■ RECORD EXTRACTS:
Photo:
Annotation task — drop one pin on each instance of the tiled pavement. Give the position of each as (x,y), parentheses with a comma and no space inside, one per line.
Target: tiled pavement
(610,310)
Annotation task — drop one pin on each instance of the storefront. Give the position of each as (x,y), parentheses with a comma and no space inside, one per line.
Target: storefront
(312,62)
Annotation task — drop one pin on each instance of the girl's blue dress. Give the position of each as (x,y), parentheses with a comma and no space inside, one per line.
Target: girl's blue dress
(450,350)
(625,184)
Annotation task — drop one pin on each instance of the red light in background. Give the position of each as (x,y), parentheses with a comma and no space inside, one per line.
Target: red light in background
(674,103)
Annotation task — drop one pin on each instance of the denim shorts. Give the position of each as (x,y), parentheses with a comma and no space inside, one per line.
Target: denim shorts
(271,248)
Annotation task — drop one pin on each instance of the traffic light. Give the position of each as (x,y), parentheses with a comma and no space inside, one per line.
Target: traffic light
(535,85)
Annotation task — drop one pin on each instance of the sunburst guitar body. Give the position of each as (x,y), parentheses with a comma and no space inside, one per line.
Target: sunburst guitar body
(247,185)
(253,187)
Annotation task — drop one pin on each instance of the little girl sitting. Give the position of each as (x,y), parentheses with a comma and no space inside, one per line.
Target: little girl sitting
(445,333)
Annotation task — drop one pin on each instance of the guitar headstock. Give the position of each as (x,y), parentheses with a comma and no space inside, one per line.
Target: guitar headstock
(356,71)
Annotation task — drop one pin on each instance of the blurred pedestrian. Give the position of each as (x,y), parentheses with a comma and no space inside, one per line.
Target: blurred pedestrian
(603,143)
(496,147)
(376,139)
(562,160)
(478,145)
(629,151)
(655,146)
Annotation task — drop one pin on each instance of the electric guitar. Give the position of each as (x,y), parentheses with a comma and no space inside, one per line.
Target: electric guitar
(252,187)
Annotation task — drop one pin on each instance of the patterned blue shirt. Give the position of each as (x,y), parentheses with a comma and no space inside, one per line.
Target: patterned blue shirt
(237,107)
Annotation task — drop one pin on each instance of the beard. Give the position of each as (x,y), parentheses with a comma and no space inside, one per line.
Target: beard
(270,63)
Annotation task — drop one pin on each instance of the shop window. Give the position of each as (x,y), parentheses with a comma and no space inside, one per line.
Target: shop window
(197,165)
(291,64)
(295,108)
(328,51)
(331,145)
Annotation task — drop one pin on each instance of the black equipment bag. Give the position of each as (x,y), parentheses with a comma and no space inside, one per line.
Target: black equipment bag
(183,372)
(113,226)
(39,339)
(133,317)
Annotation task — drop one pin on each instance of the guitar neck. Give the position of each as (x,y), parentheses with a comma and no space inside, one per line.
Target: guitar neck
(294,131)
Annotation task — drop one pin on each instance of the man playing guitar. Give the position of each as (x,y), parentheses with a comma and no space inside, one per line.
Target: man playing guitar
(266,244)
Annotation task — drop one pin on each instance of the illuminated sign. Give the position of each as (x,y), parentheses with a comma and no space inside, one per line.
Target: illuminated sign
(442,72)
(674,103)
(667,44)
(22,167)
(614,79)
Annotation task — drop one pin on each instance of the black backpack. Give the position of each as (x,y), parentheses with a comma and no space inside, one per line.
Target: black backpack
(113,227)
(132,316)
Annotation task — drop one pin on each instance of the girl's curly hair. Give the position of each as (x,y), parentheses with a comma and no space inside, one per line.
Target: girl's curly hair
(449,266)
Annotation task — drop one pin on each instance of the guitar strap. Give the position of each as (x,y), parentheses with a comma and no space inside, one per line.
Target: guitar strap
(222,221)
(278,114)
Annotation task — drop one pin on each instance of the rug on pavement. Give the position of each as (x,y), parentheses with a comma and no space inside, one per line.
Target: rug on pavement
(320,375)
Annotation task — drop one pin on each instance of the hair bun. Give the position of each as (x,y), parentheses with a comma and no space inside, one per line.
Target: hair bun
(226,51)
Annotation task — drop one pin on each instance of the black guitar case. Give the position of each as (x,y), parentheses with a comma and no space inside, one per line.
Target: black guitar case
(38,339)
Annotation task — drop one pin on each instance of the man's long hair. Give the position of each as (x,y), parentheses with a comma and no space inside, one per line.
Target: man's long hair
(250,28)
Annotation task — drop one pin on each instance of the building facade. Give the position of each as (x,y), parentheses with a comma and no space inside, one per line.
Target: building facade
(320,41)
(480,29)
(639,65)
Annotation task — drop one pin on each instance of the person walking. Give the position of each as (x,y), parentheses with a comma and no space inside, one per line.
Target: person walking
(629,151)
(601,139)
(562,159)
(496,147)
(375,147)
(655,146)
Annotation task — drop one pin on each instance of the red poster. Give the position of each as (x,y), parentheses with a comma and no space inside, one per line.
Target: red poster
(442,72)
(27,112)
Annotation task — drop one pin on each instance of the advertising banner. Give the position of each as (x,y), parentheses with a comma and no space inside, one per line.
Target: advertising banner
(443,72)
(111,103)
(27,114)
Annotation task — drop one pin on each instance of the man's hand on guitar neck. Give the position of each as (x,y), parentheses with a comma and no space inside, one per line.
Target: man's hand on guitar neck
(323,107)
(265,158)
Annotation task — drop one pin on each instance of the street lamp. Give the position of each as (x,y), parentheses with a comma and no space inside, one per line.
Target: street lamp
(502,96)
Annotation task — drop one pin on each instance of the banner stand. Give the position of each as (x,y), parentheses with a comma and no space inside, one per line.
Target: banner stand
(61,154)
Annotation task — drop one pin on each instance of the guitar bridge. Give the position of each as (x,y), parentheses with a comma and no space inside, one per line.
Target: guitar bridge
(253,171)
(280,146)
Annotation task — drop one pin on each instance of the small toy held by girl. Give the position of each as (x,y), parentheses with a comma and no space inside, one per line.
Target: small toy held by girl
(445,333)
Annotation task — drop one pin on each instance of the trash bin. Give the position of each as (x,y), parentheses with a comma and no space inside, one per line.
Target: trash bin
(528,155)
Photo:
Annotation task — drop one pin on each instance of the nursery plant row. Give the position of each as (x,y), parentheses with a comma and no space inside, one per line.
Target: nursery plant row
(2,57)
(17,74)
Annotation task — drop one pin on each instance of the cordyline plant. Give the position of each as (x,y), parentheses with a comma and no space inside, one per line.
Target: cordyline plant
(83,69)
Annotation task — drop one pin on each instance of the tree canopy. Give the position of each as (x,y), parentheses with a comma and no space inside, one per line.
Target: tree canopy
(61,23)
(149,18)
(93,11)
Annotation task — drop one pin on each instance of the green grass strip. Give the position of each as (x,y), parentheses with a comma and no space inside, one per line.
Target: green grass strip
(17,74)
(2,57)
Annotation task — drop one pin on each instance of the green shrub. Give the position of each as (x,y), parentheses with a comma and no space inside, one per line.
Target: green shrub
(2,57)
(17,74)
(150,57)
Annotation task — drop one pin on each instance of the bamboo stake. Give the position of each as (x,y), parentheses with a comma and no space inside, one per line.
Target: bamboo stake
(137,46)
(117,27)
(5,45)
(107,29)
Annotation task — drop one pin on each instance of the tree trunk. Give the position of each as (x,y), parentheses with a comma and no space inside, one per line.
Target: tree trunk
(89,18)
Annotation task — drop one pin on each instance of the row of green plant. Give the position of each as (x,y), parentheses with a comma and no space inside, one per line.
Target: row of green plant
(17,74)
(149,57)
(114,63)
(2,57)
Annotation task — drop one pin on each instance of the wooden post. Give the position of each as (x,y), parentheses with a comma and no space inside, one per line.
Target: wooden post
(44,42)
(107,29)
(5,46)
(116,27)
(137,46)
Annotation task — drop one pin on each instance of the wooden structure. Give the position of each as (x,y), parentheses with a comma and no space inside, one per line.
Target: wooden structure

■ INSTRUCTION:
Your task is to output exactly the lines running from the one with "the tree trunk." through the final line of the material above, with both ends included.

■ EXPECTED OUTPUT:
Annotation task — drop one pin on each instance of the tree trunk. Give the position of each as (x,y), parentheses with a comma and no space inside, one per line.
Target: tree trunk
(89,18)
Annotation task — drop one pin on each instance of the row of green plant. Give the position of each as (x,y), parentheses with a comma and no space inside, one per line.
Target: row of green plant
(17,74)
(149,57)
(114,63)
(2,57)
Annotation task — drop one pin on each instance of the wooden post. Give the position of each as (x,y), parentheses with a comma and no space inside, one per line.
Target: wooden post
(44,42)
(107,29)
(5,46)
(116,27)
(137,46)
Annotation task — drop one pin on each instance of the wooden structure. Give the position of each as (x,y), parentheses with a comma and no space inside, one per line.
Target: wooden structure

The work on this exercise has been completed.